Every day Tom Swift goes to work in his office in the tony financial district of San Francisco. Prospective clients will find Swift’s shingle around the corner from the Pacific Stock Exchange -- and a world apart from his competitors at the larger brokerage houses nearby. Swift, 36, has cultivated a niche of HIVers seeking advice in planning the futures they thought they’d never have.

“I love it,” he says, his clear blue eyes flashing with pride. “I have finally put it all together.” In this mecca for many whose CD4 cells are rising as steeply as their debt, the box of Kleenex in the file cabinet behind Swift’s desk is as much a necessity as a calculator. He leans in and says, “Someone came to me and said, ’I planned for every possibility but life.’”

But Swift swears to the it’s-never-too-late philosophy. After testing positive in 1995, he spent his retirement fund and ditched his job at a Chicago gay rights group to, as he puts it, live and die in San Francisco. But after a sudden protease-based surge of life, Swift realized his plans needed revising and he needed a job. Now he’s on a mission to help others overcome “the significant lack of retirement planning in the gay community.”
• • • • • • •
▸ **Problems to solve**
1/ Repeat the stretch of the Tom Swift piece from "Every day Tom" through "they’d never have.", word for word.
2/ Carry on writing the Tom Swift piece, starting right after its last sentence.
• • • • • • •
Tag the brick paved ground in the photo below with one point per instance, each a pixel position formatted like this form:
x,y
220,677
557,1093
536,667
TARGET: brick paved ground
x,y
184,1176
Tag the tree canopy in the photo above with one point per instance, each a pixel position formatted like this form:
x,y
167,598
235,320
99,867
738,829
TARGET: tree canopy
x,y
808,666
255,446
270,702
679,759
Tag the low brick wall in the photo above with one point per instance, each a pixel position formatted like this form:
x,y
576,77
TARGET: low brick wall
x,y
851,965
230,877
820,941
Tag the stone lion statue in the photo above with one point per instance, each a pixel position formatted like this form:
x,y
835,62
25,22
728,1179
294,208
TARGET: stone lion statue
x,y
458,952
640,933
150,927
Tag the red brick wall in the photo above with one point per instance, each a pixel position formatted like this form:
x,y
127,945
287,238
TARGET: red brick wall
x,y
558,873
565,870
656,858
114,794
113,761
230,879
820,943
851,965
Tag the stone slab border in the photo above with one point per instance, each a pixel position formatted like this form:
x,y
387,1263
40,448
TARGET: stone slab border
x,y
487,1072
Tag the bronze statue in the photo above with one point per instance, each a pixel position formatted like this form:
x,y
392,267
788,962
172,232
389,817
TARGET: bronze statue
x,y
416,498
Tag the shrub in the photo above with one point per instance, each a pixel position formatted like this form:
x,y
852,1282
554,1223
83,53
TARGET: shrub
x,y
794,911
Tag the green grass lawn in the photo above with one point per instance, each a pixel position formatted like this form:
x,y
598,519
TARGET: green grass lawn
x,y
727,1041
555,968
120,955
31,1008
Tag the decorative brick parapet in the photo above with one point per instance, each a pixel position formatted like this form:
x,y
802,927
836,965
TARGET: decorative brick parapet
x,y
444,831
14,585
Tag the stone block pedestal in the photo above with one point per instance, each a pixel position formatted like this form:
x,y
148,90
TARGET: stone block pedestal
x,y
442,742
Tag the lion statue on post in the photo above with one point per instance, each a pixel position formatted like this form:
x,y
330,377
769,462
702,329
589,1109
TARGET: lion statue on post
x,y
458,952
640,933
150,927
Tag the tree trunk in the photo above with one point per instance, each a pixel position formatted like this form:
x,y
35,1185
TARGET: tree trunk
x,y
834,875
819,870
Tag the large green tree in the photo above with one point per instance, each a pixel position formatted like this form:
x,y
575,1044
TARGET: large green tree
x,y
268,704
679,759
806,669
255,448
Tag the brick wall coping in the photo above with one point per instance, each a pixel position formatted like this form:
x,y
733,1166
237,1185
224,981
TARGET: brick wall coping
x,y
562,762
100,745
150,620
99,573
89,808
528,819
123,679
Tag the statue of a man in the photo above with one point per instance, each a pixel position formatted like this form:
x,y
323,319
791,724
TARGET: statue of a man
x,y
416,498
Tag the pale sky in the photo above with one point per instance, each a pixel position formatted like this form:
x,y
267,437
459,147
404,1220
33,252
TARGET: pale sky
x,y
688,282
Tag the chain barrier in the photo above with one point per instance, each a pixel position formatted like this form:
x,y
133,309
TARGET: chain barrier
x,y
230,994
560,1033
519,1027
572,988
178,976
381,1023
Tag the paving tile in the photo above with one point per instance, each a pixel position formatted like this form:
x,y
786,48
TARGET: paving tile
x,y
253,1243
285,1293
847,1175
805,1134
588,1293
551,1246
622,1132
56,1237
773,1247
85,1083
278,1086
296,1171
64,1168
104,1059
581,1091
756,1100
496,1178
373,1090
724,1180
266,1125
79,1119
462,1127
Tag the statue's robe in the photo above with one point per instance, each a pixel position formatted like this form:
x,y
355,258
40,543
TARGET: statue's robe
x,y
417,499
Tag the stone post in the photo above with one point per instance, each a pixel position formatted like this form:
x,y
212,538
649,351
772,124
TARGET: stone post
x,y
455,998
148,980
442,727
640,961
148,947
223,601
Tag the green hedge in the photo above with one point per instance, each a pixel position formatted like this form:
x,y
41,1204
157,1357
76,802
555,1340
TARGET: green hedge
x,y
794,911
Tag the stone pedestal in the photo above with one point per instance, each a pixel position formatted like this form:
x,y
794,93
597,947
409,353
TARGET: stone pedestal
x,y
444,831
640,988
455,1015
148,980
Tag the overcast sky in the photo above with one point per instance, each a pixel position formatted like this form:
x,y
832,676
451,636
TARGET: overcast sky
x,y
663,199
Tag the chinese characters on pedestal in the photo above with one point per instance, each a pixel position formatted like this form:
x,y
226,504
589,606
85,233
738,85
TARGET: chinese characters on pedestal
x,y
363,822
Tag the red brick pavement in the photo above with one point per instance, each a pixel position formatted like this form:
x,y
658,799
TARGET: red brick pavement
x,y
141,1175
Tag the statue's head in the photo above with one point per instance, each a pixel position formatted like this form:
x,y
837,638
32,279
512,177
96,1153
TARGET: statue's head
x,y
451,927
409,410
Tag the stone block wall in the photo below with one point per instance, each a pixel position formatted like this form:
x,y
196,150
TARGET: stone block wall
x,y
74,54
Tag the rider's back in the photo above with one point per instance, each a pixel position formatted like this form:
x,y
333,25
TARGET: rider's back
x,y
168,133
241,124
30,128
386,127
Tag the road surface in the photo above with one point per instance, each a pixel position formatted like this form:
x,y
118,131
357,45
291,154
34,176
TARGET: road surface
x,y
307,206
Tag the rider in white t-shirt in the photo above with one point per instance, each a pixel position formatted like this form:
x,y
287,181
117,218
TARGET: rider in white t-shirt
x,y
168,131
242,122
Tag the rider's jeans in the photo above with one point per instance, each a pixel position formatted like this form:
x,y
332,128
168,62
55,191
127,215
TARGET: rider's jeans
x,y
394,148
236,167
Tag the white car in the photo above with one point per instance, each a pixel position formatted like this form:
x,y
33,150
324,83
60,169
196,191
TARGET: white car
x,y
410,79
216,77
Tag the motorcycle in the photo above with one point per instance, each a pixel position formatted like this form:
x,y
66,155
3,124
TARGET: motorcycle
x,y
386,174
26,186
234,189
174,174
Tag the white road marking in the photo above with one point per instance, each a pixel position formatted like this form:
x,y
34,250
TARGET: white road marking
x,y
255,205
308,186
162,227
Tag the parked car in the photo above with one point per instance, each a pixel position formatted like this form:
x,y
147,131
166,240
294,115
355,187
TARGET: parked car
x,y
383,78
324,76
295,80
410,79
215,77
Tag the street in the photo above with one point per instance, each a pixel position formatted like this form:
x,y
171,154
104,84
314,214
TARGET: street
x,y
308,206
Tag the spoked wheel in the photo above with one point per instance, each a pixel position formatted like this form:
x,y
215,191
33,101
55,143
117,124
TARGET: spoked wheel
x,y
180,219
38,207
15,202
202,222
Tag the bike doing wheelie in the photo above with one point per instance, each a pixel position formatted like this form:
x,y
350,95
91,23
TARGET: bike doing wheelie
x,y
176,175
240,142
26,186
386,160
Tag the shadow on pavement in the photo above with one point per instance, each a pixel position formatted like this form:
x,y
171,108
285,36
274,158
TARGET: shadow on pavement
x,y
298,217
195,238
• • • • • • •
▸ **Results for the exercise**
1/
Every day Tom Swift goes to work in his office in the tony financial district of San Francisco. Prospective clients will find Swift’s shingle around the corner from the Pacific Stock Exchange -- and a world apart from his competitors at the larger brokerage houses nearby. Swift, 36, has cultivated a niche of HIVers seeking advice in planning the futures they thought they’d never have.

2/
To demonstrate one investment strategy, he stands up and empties his suit pockets, spilling more than a dozen pills onto the desk. “This is what we should invest in,” Swift says, pointing to the regimen he takes twice a day. “Glaxo Wellcome made a billion dollars off AZT. There’s no reason we shouldn’t own that company -- or at least part of it. We’re driving the profits -- we should be taking part in them.”

And Swift sees the survivors’ market as only growing. For proof, he recalls the “No Obits” headline of a recent Bay Area Reporter, a San Francisco gay weekly. “That’s what we call, in my business, a leading economic indicator.”

Swift learned the jargon from his boss, John Horton, founder of the Horton Investment Advisory Group. “From Day One, he was so impressive,” Horton says. “He had a business plan and a focus. He was very passionate about what he could do.” Horton admits he’s faced flack in financial circles for hiring an out and outspoken HIV positive gay man, but he’s pleased with Swift’s performance. “I’d rather have more of Tom,” he says. “From a business perspective, his people are underserved.”

Horton’s not the only one who can’t get enough Tom. Swift is having great success taking his message on the road, leading seminars locally and in Los Angeles to educate survivors of AIDS on investing successfully for the future. And Swift knows how to draw a crowd. “I use props and the Village People,” he says. “It’s financial planning -- you gotta make it interesting.”

The Bucks Start Here

Straight from the hip, here are 10 Swift tips for solving your debt and getting your life back in order. Start today!

  1. Keep health a top priority. People like us can’t work 18-hour days. If you don’t have health, what’s the point of working so hard?
  2. Check your emotional baggage. This is a time of renewal. Embrace it as a chance to start over and plan your future.
  3. Face your debt head-on without shame. Any decisions you made while facing a terminal illness were proper -- even maxing out credit cards. But if you’re going to live now, you need new habits.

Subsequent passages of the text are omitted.